[ACTIVITY]
Write out the full passage below on cats and the food they eat, word for word, with nothing left out or changed.

Next to air, food is the substance our cats take into their bodies most often. How long they live, their quality of life, the health of their immune system, and their behavior all depend greatly on the food they eat. Food is the foundation for health. It’s really no different than what we hear today about human health. The experts keep telling us that if we wish to live a long healthy life, we need to eat more fresh real food and cut out the processed food products. It seems that every day brings new research to support this advice. As both humans and felines have strayed from eating fresh foods, both our species have suffered a huge increase in disease; obesity, diabetes, allergies, cancer, behavior problems, and more.
These days, there are so many bottles of nutritional "supplements” on the market and so many processed fake foods that perhaps we’ve forgotten that real fresh food is the original and best source of all those vitamins, minerals, enzymes, antioxidants, and other important nutrients necessary for good health. Even in our modern day, malnutrition is still a very real issue for cats (and humans). Malnutrition puts a great deal of stress on the body and lowers the energy needed to maintain good health. Malnutrition may be caused by lack of food, poor quality food, or food cats cannot utilize if it’s not appropriate for their species Felis domesticus
Food Fit for a Cat
To understand what food is best for our cats, we need to know what type of food their anatomy is designed to best utilize. Dr. Bruce Cauble, D.V.M., puts it very succinctly when he says "Animals, just like people, are still using digestive systems that evolved thousands of years ago, systems designed to provide them with nutrients derived from whole foods. You need only look at the digestive system of an organism to determine its appropriate diet.” Simply put, we need to consider the physiological structure of the cat.
When you have the chance, take a good look at your cat. It has needle-sharp teeth and claws meant to catch, hold, and tear flesh. It has ears that face forward and eyes in the front of its head to better focus on that mouse or bird it wants to chase. That mouse or bird is built differently, being a prey animal, they usually have eyes more to the side of their heads to better see who’s trying to make them into lunch! Your cat’s digestive system is brilliantly designed to eat specific foods. It’s short and acidic; proper foods are utilized swiftly and efficiently. That snuggly-wuggly kitty in your house is a well-developed predator.

[LISTED RECORDS]
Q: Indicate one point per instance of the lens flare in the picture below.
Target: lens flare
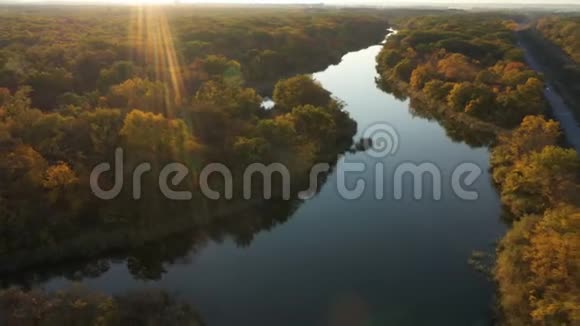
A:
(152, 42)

---

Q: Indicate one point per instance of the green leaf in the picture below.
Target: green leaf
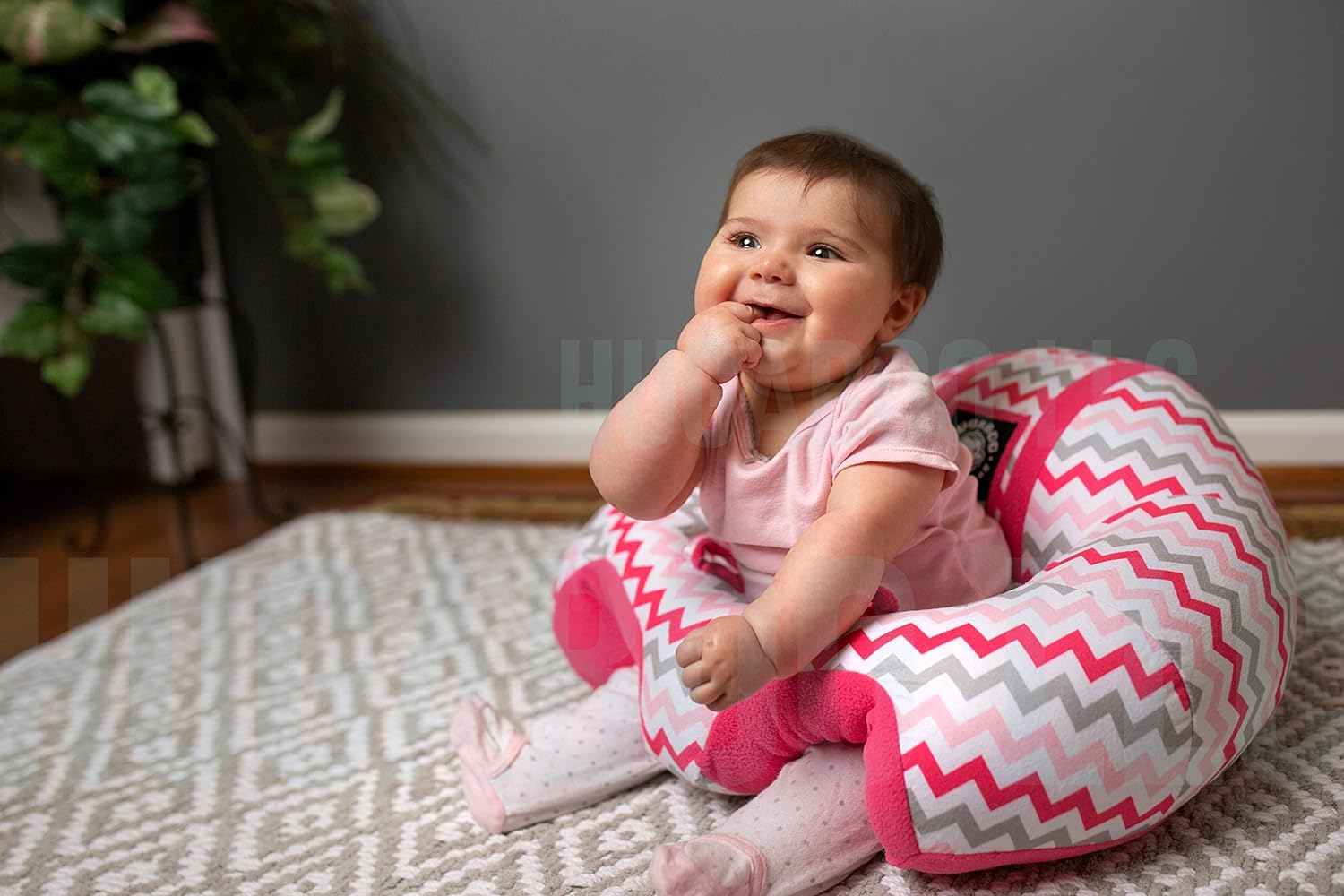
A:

[RESULT]
Next to air, food is the substance our cats take into their bodies most often. How long they live, their quality of life, the health of their immune system, and their behavior all depend greatly on the food they eat. Food is the foundation for health. It’s really no different than what we hear today about human health. The experts keep telling us that if we wish to live a long healthy life, we need to eat more fresh real food and cut out the processed food products. It seems that every day brings new research to support this advice. As both humans and felines have strayed from eating fresh foods, both our species have suffered a huge increase in disease; obesity, diabetes, allergies, cancer, behavior problems, and more.
These days, there are so many bottles of nutritional "supplements” on the market and so many processed fake foods that perhaps we’ve forgotten that real fresh food is the original and best source of all those vitamins, minerals, enzymes, antioxidants, and other important nutrients necessary for good health. Even in our modern day, malnutrition is still a very real issue for cats (and humans). Malnutrition puts a great deal of stress on the body and lowers the energy needed to maintain good health. Malnutrition may be caused by lack of food, poor quality food, or food cats cannot utilize if it’s not appropriate for their species Felis domesticus
Food Fit for a Cat
To understand what food is best for our cats, we need to know what type of food their anatomy is designed to best utilize. Dr. Bruce Cauble, D.V.M., puts it very succinctly when he says "Animals, just like people, are still using digestive systems that evolved thousands of years ago, systems designed to provide them with nutrients derived from whole foods. You need only look at the digestive system of an organism to determine its appropriate diet.” Simply put, we need to consider the physiological structure of the cat.
When you have the chance, take a good look at your cat. It has needle-sharp teeth and claws meant to catch, hold, and tear flesh. It has ears that face forward and eyes in the front of its head to better focus on that mouse or bird it wants to chase. That mouse or bird is built differently, being a prey animal, they usually have eyes more to the side of their heads to better see who’s trying to make them into lunch! Your cat’s digestive system is brilliantly designed to eat specific foods. It’s short and acidic; proper foods are utilized swiftly and efficiently. That snuggly-wuggly kitty in your house is a well-developed predator.